[Stored data]

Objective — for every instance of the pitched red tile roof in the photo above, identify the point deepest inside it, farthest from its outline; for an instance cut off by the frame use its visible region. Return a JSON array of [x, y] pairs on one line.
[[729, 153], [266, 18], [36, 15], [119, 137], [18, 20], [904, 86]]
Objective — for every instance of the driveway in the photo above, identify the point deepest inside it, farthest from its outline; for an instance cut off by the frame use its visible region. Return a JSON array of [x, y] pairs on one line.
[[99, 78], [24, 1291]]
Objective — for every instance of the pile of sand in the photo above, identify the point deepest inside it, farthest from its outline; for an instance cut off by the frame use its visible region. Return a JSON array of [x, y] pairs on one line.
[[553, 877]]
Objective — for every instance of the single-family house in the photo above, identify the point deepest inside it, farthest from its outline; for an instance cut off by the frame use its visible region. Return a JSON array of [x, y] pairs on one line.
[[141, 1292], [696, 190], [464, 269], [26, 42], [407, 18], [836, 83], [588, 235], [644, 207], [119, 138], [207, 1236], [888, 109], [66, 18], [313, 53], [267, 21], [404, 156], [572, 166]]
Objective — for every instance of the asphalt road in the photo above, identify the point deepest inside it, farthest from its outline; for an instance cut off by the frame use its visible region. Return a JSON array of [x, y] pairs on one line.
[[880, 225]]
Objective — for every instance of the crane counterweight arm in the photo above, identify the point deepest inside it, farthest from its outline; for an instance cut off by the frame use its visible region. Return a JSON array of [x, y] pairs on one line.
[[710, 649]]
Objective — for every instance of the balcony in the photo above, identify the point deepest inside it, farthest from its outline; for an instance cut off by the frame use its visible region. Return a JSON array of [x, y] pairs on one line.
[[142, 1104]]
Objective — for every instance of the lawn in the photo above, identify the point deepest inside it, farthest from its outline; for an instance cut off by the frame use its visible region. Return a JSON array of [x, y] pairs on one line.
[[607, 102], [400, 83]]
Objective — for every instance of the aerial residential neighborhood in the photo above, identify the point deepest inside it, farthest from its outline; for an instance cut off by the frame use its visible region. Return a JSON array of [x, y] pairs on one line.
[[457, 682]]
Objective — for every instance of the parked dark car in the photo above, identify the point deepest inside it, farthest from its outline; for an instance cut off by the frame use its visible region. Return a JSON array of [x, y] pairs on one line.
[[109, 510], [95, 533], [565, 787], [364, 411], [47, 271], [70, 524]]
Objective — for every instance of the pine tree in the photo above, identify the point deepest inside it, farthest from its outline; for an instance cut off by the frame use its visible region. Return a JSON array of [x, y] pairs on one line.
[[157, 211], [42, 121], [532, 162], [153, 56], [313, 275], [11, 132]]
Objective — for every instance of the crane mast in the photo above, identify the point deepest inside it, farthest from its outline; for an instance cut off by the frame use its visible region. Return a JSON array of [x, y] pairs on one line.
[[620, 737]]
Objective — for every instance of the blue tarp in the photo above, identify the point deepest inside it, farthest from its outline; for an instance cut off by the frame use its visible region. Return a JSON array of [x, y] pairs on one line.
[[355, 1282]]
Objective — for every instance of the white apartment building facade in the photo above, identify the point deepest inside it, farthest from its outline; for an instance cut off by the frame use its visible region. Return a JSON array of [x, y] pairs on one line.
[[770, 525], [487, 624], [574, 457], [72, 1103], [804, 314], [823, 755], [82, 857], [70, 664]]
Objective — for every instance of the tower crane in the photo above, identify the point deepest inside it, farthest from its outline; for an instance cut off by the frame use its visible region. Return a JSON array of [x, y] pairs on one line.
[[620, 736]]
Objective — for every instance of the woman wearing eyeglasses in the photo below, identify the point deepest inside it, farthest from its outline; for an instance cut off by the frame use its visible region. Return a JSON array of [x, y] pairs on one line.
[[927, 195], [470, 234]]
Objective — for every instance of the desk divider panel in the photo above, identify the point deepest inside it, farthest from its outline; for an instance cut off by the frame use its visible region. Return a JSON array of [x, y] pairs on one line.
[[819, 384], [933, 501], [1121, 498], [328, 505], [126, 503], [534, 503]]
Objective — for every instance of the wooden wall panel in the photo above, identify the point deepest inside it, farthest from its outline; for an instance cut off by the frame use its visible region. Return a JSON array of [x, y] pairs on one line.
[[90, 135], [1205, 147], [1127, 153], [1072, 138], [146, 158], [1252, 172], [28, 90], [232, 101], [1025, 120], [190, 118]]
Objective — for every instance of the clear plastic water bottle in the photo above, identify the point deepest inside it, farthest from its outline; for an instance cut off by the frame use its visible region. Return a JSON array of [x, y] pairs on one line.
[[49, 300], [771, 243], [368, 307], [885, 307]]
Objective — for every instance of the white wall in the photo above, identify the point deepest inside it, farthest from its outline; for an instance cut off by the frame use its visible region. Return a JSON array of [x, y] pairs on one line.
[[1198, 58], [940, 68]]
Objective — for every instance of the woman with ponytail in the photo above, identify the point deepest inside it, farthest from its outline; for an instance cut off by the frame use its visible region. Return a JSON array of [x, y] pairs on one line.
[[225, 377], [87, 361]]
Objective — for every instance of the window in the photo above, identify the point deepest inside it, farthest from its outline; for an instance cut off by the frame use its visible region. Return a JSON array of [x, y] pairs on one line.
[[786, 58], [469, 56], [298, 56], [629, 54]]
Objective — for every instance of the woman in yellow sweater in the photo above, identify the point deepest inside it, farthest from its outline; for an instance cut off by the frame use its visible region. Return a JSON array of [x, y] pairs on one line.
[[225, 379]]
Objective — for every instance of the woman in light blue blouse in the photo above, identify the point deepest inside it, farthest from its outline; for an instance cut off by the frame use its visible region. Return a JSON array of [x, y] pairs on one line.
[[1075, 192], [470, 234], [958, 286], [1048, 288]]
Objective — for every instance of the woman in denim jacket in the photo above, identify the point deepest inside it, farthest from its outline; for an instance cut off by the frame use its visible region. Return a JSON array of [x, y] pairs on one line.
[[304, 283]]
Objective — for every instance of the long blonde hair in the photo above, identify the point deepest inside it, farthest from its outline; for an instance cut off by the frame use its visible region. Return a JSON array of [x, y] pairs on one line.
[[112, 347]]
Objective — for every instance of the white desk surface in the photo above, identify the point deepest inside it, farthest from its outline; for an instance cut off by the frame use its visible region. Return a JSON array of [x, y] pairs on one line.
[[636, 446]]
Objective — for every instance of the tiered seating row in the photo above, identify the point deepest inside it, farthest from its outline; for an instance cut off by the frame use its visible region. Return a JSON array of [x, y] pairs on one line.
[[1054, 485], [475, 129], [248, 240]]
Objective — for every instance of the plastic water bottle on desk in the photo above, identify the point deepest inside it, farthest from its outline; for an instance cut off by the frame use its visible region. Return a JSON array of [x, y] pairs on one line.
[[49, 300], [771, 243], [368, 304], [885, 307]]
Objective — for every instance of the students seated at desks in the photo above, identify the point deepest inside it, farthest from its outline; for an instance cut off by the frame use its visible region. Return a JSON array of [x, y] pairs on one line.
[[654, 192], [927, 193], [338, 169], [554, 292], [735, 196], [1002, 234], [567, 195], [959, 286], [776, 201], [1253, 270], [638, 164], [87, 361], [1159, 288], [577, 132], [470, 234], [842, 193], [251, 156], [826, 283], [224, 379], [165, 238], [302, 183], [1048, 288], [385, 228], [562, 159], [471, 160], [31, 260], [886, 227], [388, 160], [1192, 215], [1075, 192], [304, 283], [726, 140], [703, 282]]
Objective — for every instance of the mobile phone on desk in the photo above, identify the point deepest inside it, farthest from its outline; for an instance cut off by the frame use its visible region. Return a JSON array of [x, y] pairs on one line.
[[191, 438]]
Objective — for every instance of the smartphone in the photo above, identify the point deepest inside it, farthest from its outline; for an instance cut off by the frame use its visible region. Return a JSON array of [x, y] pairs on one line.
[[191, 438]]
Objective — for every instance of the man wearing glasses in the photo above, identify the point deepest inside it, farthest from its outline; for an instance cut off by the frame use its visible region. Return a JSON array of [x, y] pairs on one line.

Task statement: The range runs from the line with "Objective — for every instance of the smartphone" to the last line of the entries above, both included. Restate it word for word.

Your solution:
Objective — for every instance of the smartphone in the photo above, identify the point deepest inside it, farthest from its outline; for an instance cut off by the frame use its visible region. Return a JSON array of [x, y] pairs on one line.
[[191, 438]]
Objective — for every instance of the man wearing glasses in the photo above, identify the point deepest inside it, farthest from its outline; for an instance cut off by the frame use its visible region. Return a JSON array of [x, y] pairs on one line.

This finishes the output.